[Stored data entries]
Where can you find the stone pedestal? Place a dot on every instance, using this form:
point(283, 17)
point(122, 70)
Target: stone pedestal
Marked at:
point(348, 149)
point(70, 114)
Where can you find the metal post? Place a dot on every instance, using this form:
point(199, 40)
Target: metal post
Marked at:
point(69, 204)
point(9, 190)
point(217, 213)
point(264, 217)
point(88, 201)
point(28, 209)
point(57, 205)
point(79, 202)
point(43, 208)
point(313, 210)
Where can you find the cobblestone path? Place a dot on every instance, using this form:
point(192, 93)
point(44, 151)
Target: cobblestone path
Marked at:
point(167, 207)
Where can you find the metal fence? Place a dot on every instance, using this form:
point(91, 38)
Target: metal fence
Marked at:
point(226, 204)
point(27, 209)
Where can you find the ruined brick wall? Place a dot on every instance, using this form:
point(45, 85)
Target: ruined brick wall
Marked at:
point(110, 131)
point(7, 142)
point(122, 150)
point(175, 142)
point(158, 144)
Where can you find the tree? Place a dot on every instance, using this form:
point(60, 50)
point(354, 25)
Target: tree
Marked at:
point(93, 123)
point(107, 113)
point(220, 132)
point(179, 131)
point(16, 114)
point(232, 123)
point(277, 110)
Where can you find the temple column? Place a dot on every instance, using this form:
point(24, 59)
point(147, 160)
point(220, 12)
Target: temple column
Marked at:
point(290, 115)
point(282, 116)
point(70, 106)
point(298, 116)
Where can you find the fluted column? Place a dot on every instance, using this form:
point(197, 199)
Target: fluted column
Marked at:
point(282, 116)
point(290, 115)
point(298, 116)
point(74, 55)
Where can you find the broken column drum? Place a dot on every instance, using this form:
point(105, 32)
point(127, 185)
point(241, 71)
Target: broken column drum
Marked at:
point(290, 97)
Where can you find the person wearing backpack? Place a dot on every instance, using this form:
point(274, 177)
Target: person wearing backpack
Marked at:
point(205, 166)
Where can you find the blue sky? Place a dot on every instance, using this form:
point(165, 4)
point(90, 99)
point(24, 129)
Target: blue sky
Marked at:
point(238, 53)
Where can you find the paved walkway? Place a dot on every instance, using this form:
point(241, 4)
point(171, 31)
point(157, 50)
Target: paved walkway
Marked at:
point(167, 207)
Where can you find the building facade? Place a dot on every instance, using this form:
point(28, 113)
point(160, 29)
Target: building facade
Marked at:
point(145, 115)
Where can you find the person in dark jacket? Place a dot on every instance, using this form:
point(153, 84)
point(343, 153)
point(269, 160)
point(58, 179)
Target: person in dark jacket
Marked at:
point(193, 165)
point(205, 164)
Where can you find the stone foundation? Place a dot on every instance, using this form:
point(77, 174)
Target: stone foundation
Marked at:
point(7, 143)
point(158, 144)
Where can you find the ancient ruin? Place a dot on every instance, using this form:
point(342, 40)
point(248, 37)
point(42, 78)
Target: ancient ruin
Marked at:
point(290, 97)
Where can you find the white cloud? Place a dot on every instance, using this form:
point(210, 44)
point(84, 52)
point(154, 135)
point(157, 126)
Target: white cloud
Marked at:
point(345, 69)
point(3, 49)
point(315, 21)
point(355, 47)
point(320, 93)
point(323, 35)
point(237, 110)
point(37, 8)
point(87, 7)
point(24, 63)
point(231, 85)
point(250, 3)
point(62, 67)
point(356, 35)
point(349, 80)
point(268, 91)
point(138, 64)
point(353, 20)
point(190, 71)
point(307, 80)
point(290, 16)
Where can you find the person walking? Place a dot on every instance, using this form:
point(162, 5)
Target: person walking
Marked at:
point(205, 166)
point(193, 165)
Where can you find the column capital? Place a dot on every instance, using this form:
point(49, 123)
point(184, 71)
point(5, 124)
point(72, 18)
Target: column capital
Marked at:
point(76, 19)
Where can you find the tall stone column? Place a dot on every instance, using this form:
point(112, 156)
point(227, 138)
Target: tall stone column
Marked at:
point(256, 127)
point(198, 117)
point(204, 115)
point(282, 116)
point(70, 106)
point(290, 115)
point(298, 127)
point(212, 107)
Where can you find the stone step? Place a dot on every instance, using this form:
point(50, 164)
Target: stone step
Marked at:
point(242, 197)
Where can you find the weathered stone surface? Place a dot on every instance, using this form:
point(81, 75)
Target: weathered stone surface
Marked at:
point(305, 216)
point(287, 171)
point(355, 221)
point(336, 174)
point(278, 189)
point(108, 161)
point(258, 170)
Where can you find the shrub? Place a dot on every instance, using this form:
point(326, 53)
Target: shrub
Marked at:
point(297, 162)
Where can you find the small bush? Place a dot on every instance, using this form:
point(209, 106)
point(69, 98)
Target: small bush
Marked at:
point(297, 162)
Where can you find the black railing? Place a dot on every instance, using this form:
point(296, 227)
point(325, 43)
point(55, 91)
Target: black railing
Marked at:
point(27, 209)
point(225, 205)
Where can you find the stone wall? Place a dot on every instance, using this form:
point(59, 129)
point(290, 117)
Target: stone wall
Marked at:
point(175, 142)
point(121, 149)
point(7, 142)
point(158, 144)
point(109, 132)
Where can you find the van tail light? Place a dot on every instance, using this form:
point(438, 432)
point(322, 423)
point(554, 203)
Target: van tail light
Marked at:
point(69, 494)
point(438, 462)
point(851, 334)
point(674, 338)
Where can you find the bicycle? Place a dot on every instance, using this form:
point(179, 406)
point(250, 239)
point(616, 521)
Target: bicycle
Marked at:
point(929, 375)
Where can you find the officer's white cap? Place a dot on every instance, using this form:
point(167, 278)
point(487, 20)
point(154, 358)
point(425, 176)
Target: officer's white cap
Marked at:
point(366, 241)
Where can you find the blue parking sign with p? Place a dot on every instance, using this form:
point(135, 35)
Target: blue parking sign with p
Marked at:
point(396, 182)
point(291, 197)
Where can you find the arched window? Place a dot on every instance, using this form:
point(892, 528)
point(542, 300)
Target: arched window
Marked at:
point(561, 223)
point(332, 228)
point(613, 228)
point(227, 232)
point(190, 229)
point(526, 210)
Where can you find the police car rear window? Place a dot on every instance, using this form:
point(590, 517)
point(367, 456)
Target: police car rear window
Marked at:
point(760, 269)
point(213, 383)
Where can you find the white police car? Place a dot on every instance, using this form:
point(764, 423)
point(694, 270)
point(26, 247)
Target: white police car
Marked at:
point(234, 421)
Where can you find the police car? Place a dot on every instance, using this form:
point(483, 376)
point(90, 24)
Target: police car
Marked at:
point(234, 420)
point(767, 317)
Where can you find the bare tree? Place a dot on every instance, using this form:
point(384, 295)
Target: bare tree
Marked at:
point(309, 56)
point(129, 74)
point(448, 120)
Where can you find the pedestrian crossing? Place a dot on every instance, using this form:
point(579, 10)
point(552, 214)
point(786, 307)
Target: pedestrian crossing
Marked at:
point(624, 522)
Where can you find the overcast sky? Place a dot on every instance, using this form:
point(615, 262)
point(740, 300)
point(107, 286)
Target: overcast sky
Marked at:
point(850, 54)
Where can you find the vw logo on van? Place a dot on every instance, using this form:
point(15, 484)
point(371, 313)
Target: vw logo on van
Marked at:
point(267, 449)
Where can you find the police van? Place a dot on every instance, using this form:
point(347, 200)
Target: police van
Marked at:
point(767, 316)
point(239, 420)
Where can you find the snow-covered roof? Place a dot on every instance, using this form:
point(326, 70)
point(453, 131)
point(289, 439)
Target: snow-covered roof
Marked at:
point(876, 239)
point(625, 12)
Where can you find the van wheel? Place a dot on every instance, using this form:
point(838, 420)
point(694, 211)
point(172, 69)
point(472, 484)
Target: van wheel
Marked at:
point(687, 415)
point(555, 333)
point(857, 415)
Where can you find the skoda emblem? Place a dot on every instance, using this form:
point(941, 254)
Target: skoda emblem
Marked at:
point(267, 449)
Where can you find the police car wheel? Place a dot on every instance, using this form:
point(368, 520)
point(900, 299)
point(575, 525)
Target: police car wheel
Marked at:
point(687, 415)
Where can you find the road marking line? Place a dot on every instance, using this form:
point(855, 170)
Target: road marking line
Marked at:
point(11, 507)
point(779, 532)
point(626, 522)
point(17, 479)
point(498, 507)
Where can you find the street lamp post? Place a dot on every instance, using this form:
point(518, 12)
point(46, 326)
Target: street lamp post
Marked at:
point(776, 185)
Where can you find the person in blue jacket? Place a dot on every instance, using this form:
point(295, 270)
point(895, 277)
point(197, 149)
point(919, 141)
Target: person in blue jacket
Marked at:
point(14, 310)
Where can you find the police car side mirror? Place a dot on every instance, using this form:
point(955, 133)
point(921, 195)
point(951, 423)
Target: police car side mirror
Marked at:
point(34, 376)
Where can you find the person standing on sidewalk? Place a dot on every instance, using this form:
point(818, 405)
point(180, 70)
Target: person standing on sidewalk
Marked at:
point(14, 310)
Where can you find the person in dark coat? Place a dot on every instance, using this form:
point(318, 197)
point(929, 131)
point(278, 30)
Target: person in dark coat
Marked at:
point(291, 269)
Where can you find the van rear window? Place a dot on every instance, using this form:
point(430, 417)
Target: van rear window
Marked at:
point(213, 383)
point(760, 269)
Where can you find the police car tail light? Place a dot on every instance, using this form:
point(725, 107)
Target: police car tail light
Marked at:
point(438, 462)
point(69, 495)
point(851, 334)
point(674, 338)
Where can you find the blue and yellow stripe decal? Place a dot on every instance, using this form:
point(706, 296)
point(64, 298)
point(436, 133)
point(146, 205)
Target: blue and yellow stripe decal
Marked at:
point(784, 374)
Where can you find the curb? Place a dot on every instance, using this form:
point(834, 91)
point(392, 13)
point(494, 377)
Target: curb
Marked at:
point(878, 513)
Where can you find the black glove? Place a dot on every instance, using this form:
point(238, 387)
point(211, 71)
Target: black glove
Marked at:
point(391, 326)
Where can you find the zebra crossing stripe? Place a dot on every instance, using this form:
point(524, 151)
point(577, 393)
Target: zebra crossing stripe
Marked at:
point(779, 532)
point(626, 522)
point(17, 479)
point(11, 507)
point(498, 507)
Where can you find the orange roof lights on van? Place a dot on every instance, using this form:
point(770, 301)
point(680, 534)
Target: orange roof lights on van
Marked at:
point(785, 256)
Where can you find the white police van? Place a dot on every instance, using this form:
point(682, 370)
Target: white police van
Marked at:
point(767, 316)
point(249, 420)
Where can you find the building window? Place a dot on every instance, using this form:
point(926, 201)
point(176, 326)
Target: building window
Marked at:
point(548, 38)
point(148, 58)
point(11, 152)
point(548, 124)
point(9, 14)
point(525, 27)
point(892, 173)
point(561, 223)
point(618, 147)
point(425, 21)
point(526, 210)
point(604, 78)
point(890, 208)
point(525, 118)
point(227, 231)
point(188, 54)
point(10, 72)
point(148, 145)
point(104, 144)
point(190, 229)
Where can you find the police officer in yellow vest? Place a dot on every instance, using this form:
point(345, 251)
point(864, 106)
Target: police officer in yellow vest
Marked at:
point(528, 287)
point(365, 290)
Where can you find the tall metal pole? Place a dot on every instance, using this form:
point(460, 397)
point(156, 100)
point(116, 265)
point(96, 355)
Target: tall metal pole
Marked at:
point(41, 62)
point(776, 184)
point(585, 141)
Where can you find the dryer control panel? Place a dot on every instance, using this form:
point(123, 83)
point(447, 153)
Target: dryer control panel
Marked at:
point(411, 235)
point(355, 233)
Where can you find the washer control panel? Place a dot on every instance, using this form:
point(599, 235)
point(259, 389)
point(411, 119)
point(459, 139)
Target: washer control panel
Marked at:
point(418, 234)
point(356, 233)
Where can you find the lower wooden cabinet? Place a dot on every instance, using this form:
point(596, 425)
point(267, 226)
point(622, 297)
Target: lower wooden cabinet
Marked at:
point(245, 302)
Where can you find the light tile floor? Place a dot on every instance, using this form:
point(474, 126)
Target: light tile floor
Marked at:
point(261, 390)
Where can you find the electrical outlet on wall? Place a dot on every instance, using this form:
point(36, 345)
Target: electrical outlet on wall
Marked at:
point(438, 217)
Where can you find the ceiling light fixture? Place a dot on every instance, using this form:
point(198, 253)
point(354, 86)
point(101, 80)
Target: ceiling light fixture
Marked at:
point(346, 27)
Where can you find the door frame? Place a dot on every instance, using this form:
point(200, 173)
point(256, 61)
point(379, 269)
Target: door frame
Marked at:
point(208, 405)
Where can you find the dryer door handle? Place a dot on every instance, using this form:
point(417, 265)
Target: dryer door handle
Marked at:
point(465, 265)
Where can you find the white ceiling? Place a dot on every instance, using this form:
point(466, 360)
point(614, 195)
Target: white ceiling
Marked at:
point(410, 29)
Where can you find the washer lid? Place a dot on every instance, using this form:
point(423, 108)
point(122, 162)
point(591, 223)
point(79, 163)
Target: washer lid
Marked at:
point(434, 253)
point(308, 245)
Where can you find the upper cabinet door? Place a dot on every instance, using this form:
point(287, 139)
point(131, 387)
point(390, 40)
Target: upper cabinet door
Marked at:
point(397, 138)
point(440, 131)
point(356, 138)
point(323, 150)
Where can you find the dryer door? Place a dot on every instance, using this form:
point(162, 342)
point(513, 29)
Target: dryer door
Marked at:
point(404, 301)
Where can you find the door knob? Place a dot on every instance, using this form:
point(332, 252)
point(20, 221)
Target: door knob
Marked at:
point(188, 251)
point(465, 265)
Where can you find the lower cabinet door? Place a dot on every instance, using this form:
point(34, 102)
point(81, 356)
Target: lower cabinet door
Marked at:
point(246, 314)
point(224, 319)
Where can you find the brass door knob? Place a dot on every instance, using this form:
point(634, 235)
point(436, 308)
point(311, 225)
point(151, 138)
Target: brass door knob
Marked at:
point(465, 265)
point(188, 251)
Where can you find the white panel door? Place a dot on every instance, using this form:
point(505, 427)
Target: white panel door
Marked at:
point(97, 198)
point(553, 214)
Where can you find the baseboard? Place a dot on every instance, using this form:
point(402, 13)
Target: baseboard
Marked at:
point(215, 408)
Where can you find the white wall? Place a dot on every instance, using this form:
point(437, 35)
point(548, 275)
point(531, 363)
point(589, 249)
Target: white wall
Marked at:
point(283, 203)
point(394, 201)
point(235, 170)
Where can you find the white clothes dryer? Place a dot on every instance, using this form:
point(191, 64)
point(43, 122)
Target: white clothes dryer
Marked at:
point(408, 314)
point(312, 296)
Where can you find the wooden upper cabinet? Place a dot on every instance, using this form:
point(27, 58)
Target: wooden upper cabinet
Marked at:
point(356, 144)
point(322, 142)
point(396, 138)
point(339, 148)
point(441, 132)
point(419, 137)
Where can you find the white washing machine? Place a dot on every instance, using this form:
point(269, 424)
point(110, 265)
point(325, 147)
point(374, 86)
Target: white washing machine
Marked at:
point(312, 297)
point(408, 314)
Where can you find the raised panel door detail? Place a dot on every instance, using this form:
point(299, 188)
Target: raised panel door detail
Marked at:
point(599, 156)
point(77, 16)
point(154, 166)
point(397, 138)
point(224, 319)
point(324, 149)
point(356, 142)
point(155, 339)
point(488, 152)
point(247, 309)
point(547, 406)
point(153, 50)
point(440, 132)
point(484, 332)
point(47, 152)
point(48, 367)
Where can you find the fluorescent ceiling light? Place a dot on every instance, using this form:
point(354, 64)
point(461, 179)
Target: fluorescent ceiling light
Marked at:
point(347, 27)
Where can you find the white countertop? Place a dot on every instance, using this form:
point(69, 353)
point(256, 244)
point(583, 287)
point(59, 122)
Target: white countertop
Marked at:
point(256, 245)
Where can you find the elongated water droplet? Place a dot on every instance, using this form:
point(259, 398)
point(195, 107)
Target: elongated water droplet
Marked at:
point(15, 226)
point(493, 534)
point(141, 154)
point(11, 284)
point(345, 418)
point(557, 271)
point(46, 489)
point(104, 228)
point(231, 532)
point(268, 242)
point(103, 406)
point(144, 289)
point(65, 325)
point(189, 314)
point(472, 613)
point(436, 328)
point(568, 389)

**Task goal**
Which lines run from the one holding "Target: metal fence" through the one holding "Target: tree" in the records above? Repeat them exactly, both included, and nothing more.

**Answer to the problem**
Target: metal fence
Marked at:
point(226, 204)
point(27, 209)
Where can you find the ruined brick wall? Place a dot on every instance, using this form:
point(45, 85)
Target: ruined brick wall
Marked at:
point(110, 131)
point(7, 142)
point(122, 150)
point(175, 142)
point(158, 144)
Where can you find the tree? Place a dot on every instance, using this form:
point(60, 50)
point(354, 25)
Target: tree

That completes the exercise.